## [Tasks to perform]
(a) Write out the part of the moms and cannabis article between "At some point, in" and "some nice flower.", inclusive, word for word.
(b) Pick up the moms and cannabis article after its last sentence and write what comes next.

## [Study text]
==================================================

If you’re reading this, chances are you already know that for plenty of people, especially moms, the occasional toke is akin to the occasional glass of wine—it gets you slightly inebriated but it does nothing to undermine your sense of responsibility and care as a parent. Because while plenty of mothers use cannabis for medical purposes—pain, sleep, stress, and the like—plenty of others simply use it to unwind and shift gears at the end of a long day. (You know.)
According to the US Center for Disease Control and Prevention, eight percent of 35-44 year olds used cannabis regularly in 2014—a percentage higher than the number of teenagers using it. That means parents are likely one of the largest consumer groups using this plant. So why aren’t we talking about it?
Well, because while moms have been using cannabis since pretty much the dawn of time, in 2019 cannabis is still burdened with shame, stigma, and criminalisation—especially for mothers, and even more so for mothers of color.
That’s why we created a new moms and cannabis survey—polling over 700 moms (yes, you read that right, 700!) to get the real story on how women use cannabis and what it means to them. Here’s to countering the dominant narrative. And here’s to moms.
At some point, in some way, more cannabis-using mothers than not have been discriminated against. The stigma is real and our participants made it known. “I see so many photos of parents with a child in one hand and a drink in the other,” said one woman. “Cigarettes even. It’s not okay but it happens. If a parent, especially a mother were to even admit to smoking cannabis, they’d be reported for child abuse. It’s a complete shame; the stigma and judgement people pass.”
Naturally, the moms who follow Miss Grass and went to the effort of filling out this survey, are especially cool with cannabis consumption. But how do they use it? Interestingly, a large majority choose a good ol’ fashion smoke, over say tinctures or full spectrum CBD topicals. Say what you want about the proliferation of CBD products—there’s no replacing some nice flower.
What’s most interesting here is the nine percent of moms who were introduced to using cannabis only after they had children. And considering the emotional and physical tolls that parenthood can take, it’s not hard to see why. “A happy mom is a happy baby!” said one participant. “Sometimes I need a few hits to feel like myself again. I think it’s safer than being stressed out and sad.”
Speaking of cannabis use as a cute alternative to wine, a quarter of participants say that they’ve completely replaced alcohol with cannabis. (Same, TBH.)
Meanwhile, an even larger chunk are regularly swapping out a glass of red for a vape, at least occasionally. As one respondent put it, “In moderation and with responsibility, cannabis has been a great tool to deal with the physical and mental demands of motherhood. At times, it has enhanced the experience and it greatly helps with stress levels.”

==================================================

## [Entries shown]
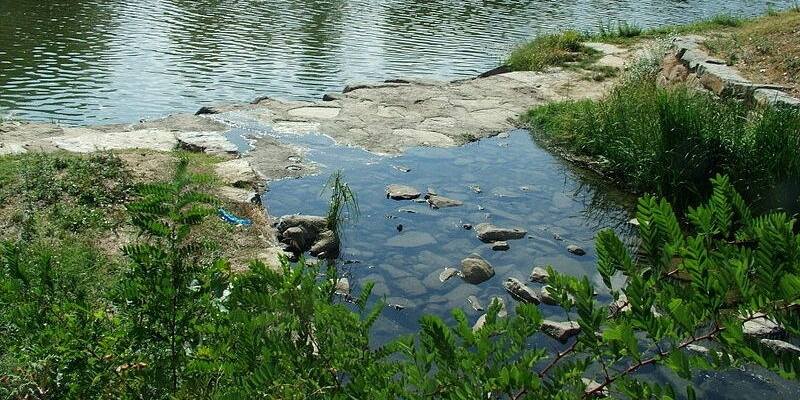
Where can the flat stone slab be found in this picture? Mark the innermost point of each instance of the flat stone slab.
(390, 117)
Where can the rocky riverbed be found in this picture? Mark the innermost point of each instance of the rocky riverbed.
(384, 118)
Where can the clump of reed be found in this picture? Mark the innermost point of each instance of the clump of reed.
(550, 50)
(671, 141)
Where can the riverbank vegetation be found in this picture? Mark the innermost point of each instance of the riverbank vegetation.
(671, 141)
(166, 317)
(86, 314)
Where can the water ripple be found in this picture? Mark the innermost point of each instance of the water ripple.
(119, 61)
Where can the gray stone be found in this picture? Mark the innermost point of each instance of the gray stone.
(489, 233)
(520, 291)
(775, 97)
(475, 303)
(239, 173)
(560, 331)
(441, 202)
(593, 387)
(206, 142)
(300, 232)
(779, 346)
(447, 274)
(762, 327)
(401, 192)
(539, 275)
(474, 269)
(575, 249)
(238, 195)
(411, 239)
(502, 313)
(326, 245)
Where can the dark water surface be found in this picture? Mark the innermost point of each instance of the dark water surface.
(103, 61)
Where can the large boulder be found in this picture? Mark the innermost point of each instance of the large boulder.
(474, 269)
(489, 233)
(560, 331)
(300, 232)
(401, 192)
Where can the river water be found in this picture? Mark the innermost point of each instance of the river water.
(106, 61)
(102, 61)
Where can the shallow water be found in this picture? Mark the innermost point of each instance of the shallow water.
(107, 61)
(521, 186)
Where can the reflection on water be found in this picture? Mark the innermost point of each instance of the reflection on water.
(507, 181)
(521, 186)
(98, 61)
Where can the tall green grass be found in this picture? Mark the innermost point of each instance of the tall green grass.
(550, 50)
(670, 142)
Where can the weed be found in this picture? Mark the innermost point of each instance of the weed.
(343, 201)
(550, 50)
(671, 141)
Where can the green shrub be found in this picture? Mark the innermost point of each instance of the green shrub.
(549, 50)
(672, 141)
(178, 325)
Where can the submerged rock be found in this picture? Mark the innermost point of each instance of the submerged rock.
(474, 302)
(447, 274)
(500, 246)
(502, 313)
(401, 192)
(436, 201)
(520, 292)
(575, 249)
(301, 233)
(539, 275)
(474, 269)
(490, 233)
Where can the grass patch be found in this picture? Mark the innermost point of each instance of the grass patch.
(623, 30)
(715, 23)
(764, 49)
(672, 141)
(551, 50)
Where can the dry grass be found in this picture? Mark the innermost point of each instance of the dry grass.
(764, 49)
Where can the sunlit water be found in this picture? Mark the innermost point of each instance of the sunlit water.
(103, 61)
(521, 186)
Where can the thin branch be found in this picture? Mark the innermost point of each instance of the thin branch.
(660, 355)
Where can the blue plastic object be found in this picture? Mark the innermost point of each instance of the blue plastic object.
(228, 217)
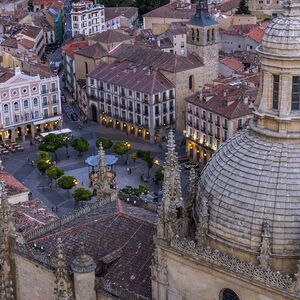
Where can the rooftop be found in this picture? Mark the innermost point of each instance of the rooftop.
(226, 100)
(110, 36)
(136, 77)
(113, 12)
(175, 10)
(156, 58)
(116, 235)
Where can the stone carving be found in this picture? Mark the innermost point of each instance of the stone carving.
(7, 235)
(101, 181)
(202, 226)
(172, 214)
(63, 289)
(265, 248)
(232, 264)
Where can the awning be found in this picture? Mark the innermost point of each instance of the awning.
(62, 131)
(56, 118)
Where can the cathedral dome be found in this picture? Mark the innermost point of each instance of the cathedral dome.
(251, 180)
(282, 35)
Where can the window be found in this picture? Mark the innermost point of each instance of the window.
(240, 123)
(86, 67)
(45, 100)
(228, 294)
(26, 104)
(44, 89)
(275, 91)
(54, 99)
(296, 93)
(191, 82)
(16, 106)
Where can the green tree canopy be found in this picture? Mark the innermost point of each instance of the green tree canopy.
(67, 182)
(243, 8)
(121, 147)
(52, 142)
(43, 165)
(80, 145)
(55, 172)
(159, 174)
(106, 143)
(146, 156)
(82, 194)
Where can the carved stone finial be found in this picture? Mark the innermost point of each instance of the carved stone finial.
(296, 285)
(63, 289)
(83, 263)
(101, 181)
(265, 248)
(172, 212)
(7, 235)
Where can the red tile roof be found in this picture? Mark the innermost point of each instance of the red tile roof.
(136, 77)
(225, 100)
(118, 236)
(71, 46)
(156, 58)
(31, 215)
(232, 63)
(14, 186)
(256, 33)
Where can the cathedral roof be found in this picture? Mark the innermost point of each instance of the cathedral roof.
(118, 236)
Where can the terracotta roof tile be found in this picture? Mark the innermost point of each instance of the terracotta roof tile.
(136, 77)
(115, 233)
(14, 186)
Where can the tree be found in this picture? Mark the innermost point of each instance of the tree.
(146, 156)
(82, 194)
(121, 147)
(243, 8)
(80, 145)
(55, 172)
(106, 143)
(52, 142)
(134, 157)
(43, 165)
(67, 182)
(159, 174)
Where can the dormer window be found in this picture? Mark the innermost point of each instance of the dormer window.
(275, 91)
(296, 93)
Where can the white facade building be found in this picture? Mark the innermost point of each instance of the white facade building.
(87, 18)
(29, 105)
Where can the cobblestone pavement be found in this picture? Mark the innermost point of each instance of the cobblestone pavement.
(17, 164)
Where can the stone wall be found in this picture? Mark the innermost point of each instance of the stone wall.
(33, 281)
(193, 280)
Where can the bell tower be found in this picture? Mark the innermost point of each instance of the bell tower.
(203, 40)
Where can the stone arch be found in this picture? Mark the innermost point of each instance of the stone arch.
(94, 113)
(228, 294)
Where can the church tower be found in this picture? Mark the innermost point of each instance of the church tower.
(203, 39)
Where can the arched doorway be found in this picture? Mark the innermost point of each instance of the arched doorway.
(94, 113)
(228, 294)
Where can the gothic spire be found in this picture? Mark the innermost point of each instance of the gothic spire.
(172, 211)
(7, 232)
(265, 248)
(63, 289)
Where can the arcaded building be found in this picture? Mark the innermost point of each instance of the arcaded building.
(238, 236)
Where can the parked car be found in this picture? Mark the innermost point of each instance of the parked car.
(74, 117)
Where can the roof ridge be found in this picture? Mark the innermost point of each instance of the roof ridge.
(66, 219)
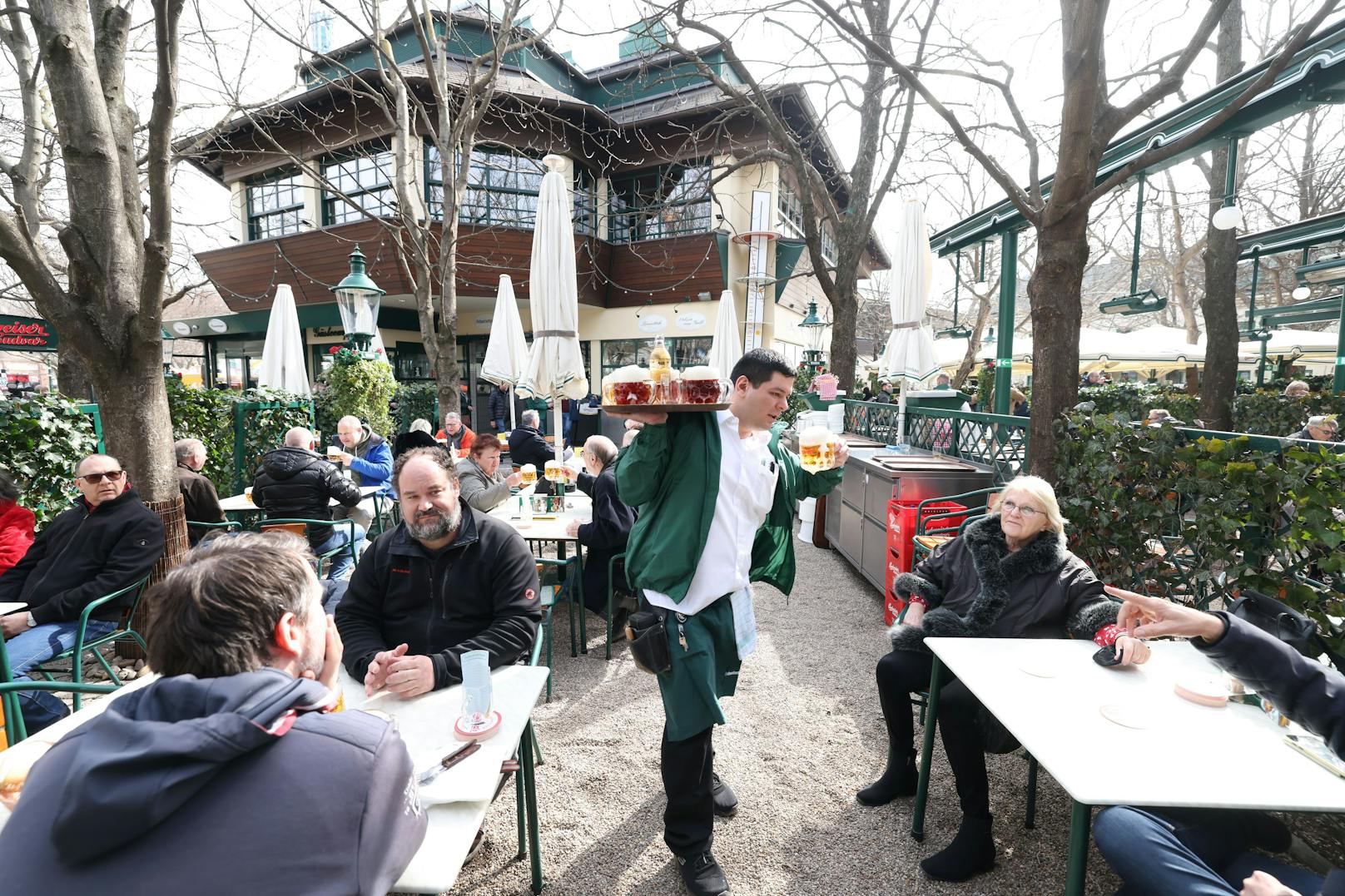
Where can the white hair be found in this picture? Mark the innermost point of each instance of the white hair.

==================================================

## [Task answers]
(a)
At some point, in some way, more cannabis-using mothers than not have been discriminated against. The stigma is real and our participants made it known. “I see so many photos of parents with a child in one hand and a drink in the other,” said one woman. “Cigarettes even. It’s not okay but it happens. If a parent, especially a mother were to even admit to smoking cannabis, they’d be reported for child abuse. It’s a complete shame; the stigma and judgement people pass.”
Naturally, the moms who follow Miss Grass and went to the effort of filling out this survey, are especially cool with cannabis consumption. But how do they use it? Interestingly, a large majority choose a good ol’ fashion smoke, over say tinctures or full spectrum CBD topicals. Say what you want about the proliferation of CBD products—there’s no replacing some nice flower.

(b)
It’s beyond confusing to navigate the potential benefits, and side-effects, of using cannabis while pregnant. Doctors often refuse to discuss it, and will even refer mothers to child services if they find they used cannabis during their pregnancy. But the question of whether cannabis is dangerous to use while pregnant is yet unclear—and so the default, in the absence of research, is for medical professionals to discourage altogether.
Anecdotally, many women have found that it helps immensely in treating pregnancy-related symptoms or pain—with no negative repercussions. But the truth is, more research needs to be done before anyone can confidently say. So it makes sense that 51 percent of women surveyed didn’t use cannabis while pregnant—but equally, that 43 percent smoked flower or used vaporizers. Here’s to more research!
And speaking of that anecdotal evidence around pregnancy and cannabis, here’s what women who did use it while pregnant had to say. Four percent reported negative side-effects and the biggest percentages of moms found they slept better, had less nausea, and stressed less.
Hiding your cannabis consumption from your kids makes sense. And given the seemingly unkillable stigma surrounding mothers and weed, it’s no surprise that so many women are hiding their consumption from their professional circles. But with almost 20 percent of women hiding their consumption from their friends, we have a real problem. Here’s hoping surveys like this go at least some way to lessening that stigma.
As one mom put it: “Moms who use cannabis for whatever reason are trying to be themselves in a world that weighs heavy on their shoulders. We deserve the release that cannabis can provide. We deserve the wonderful ways cannabis helps us be better moms overall.”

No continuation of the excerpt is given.